== SHORT TASK A ==
Pick out every line of the rows below that contains the string "target", and copy each one.

# Are You Ready For Divorce?



## Left With 4.5 (Aug 4, 2012)

I found this article last night. I thought it was an interesting read for those who are considering divorce. From what I read, it sounds like i'm pretty much ready about going through with my divorce.


Are You Ready For Divorce? 8 Questions You Should Answer | World of Psychology


----------



## LiamN (Nov 5, 2012)

Interesting article - thanks. The only thing I would differ slightly in saying is that logic is not always the best thing to use when considering whether or not to divorce. Very often it is our "logical thinking" that keeps us in an unhappy marriage - and it's often logic that put us there in the first place!
The most effective 'tool' you can use (I have found) - is love for yourself. What do you really want? Love yourself enough to accept that you deserve to have what you want and to be happy. That will help you see whether your current marriage can bring you that or not.


----------



## Bafuna (Aug 13, 2012)

This means Im not ready for divorce and my husband who I dont understand these days is probably not either, coz he cant just tell me what he wants, so here I am sitting and waiting for him to tell me what I think he wants to tell me, that he wants a divorce!!

== SHORT TASK B ==
Extend the forum thread above about being ready for divorce by writing what comes after its last post.

== DATA TO USE ==
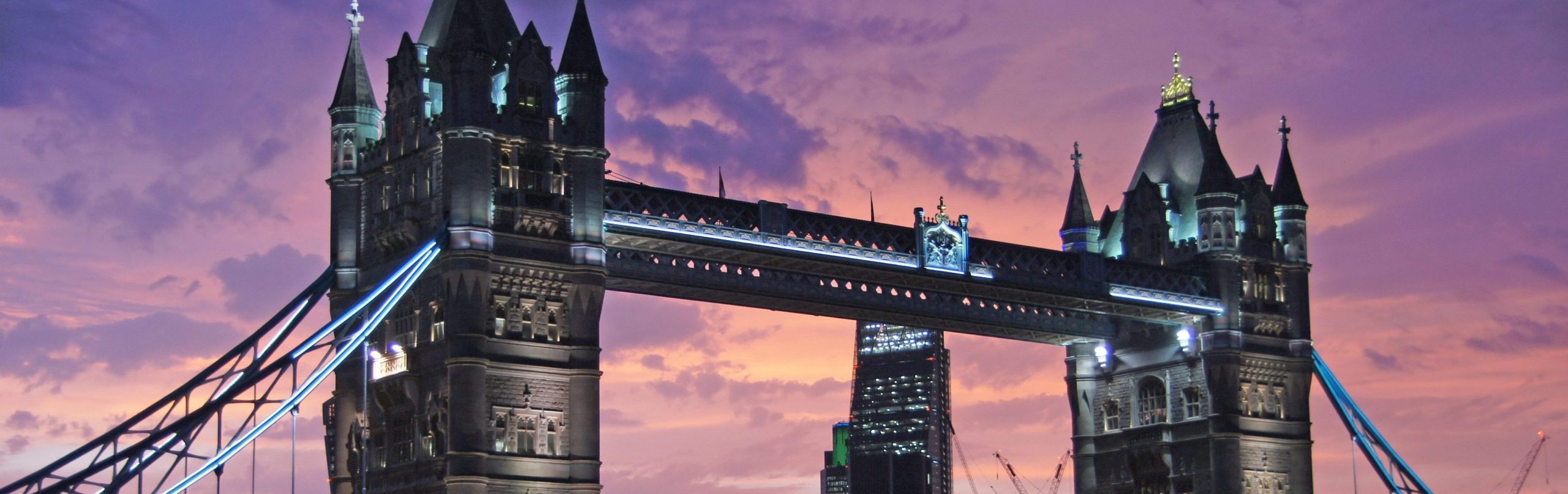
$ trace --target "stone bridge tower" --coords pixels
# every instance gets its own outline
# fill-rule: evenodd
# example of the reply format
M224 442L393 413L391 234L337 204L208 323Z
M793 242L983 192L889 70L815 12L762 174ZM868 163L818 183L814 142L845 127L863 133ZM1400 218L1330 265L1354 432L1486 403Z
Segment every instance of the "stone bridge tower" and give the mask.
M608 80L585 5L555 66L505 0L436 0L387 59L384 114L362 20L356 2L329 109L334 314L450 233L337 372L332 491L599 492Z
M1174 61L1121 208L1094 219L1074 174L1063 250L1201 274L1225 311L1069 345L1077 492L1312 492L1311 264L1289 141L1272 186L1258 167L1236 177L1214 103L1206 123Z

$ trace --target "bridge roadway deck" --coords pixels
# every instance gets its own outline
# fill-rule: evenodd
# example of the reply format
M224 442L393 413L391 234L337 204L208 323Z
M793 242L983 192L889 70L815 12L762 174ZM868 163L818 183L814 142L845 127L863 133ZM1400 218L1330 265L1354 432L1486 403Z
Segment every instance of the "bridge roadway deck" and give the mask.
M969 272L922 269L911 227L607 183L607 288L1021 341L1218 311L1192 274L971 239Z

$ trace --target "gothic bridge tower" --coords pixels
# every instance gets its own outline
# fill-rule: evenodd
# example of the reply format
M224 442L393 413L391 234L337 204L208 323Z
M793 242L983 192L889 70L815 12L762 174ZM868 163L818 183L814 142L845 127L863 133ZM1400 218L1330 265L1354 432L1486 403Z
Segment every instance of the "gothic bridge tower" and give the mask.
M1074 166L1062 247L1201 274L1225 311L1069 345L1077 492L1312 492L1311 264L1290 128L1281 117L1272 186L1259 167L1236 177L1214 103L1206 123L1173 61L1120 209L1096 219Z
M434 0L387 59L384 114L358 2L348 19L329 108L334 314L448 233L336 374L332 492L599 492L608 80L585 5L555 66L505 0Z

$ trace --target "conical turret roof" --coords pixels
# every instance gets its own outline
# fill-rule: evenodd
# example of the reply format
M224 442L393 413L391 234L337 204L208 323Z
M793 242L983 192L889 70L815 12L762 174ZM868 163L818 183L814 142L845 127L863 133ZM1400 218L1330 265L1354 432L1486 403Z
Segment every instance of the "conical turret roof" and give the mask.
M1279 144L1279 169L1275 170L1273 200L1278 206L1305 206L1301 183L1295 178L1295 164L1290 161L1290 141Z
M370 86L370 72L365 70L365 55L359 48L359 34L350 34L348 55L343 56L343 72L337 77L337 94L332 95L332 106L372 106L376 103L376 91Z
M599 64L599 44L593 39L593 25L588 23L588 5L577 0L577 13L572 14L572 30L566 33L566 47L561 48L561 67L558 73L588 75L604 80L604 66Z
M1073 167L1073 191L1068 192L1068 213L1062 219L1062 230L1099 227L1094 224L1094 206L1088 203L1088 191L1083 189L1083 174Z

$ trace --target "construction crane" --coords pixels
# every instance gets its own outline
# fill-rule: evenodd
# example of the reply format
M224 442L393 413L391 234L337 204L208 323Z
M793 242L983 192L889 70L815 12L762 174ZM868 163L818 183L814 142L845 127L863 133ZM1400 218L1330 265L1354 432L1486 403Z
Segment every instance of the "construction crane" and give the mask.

== WRITTEN REPLY A ==
$ trace --target "stone bridge tower" --coords pixels
$ trace --target "bridge roadway deck" --coords pixels
$ trace --target "gothic bridge tower" --coords pixels
$ trace --target "conical turret roof" --coords pixels
$ trace --target "construction crane" --coords pixels

== WRITTEN REPLY B ==
Why is life so complicated???


----------



## Left With 4.5 (Aug 4, 2012)

Bafuna said:


> This means Im not ready for divorce and my husband who I dont understand these days is probably not either, coz he cant just tell me what he wants, so here I am sitting and waiting for him to tell me what I think he wants to tell me, that he wants a divorce!!
> 
> Why is life so complicated???


Yes, life is very complicated and I have never thought that I would be here at this place now. I never thought that I would be okay with going through the divorce and moving on.


----------



## Bananapancakes (Nov 28, 2012)

This article was insightful and really helps one figure out what to ask yourself. Thanks for sharing this article!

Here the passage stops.